### ЗАДАНИЕ
Верните дословно фрагмент исследуемого текста, начиная со слов «И вот мы, родственники, Геннадий» и заканчивая словами «и хорошим прозаиком.».

Во время подготовки похорон от Союза писателей СССР приезжал известный поэт Евгений Долматовский. Ему ска­зали, что Слава отравлен. Но он посоветовал не ворошить эту тему, что Славу уже не вернешь и что надо сейчас похо­ронить его нормально. На этом все и закончилось.

Был июль 1975 года, стояла жара. Поступило предложе­ние похоронить Славу в Москве. Урал сказал: «Нет, он наш и будет похоронен в Челябинске». По­мню, секретарь Челябинского обкома партии Петр Шарков, друзья Славы настояли на этом решении.

И вот мы, родственники, Геннадий Суздалев, Олег Осадчий и другие поэты повезли Славу на ТУ-154 на его родной Урал. Олег все время подходил ко мне и говорил: «Знаешь, такое ощущение, что все ваши родственники, в том числе и Женя, считают меня виновным в гибели Славы».

Я ему ответил: «Не переживай, это не так».

Он действительно был очень приличным человеком и хорошим прозаиком.

### ИСХОДНЫЕ ДАННЫЕ
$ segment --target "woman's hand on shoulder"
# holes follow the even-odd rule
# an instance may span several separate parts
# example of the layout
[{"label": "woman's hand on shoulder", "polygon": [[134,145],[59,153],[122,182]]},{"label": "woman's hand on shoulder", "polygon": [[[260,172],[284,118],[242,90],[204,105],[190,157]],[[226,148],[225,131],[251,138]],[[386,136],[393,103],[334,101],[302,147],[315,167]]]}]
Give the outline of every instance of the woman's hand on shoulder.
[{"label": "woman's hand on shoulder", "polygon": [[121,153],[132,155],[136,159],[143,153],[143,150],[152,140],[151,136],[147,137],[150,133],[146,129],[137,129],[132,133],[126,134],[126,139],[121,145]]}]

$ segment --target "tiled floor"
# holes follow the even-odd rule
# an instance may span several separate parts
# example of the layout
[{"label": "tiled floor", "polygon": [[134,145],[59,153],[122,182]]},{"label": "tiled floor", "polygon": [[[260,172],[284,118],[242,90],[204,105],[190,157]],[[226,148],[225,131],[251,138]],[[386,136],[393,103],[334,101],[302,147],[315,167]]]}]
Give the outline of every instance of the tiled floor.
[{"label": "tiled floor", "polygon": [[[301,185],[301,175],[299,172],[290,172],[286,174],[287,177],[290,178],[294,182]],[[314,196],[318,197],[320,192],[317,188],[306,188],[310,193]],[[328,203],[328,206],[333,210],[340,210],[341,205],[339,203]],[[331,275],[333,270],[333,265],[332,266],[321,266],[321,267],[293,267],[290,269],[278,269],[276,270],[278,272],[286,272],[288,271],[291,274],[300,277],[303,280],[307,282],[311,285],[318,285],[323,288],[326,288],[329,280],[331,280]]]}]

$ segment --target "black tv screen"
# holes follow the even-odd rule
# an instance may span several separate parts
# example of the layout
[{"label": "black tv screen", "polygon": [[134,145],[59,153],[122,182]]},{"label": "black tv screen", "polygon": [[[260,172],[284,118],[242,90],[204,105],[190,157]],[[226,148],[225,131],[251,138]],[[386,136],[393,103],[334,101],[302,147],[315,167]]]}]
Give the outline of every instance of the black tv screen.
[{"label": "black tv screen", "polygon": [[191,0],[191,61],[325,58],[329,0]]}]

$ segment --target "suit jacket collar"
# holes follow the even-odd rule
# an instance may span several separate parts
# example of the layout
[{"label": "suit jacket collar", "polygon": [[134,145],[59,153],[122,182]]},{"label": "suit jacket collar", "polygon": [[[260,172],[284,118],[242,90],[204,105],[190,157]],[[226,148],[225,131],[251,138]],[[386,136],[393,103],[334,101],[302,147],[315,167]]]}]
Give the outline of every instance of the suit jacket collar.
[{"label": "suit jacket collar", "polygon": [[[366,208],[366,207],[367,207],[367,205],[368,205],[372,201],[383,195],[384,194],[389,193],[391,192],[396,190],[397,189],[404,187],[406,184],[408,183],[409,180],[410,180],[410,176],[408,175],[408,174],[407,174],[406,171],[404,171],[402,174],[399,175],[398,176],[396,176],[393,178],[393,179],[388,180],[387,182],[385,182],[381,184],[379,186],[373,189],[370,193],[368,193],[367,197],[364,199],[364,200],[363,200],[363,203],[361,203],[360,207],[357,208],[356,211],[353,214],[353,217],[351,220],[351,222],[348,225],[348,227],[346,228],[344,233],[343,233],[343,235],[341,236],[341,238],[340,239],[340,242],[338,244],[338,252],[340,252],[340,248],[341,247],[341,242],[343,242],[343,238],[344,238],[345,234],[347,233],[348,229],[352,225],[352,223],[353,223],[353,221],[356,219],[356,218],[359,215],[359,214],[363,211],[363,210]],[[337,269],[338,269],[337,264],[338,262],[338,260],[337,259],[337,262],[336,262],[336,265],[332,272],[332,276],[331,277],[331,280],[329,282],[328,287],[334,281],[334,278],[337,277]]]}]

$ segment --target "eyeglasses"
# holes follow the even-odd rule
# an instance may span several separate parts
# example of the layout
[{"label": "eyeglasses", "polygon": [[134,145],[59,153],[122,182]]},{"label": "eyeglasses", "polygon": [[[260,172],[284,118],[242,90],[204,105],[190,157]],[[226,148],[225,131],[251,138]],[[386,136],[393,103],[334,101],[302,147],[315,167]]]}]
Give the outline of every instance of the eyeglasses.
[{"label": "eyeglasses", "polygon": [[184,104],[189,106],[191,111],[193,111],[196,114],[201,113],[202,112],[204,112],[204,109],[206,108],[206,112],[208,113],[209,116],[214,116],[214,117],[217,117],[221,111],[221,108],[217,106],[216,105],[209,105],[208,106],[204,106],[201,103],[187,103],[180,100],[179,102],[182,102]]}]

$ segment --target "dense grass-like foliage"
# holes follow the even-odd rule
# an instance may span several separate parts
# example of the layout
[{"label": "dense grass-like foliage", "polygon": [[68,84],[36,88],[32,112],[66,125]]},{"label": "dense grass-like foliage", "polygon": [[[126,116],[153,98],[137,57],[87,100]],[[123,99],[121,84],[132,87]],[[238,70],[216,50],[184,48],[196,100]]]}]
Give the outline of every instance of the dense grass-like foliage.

### РЕЗУЛЬТАТ ВЫПОЛНЕНИЯ
И вот мы, родственники, Геннадий Суздалев, Олег Осадчий и другие поэты повезли Славу на ТУ-154 на его родной Урал. Олег все время подходил ко мне и говорил: «Знаешь, такое ощущение, что все ваши родственники, в том числе и Женя, считают меня виновным в гибели Славы».

Я ему ответил: «Не переживай, это не так».

Он действительно был очень приличным человеком и хорошим прозаиком.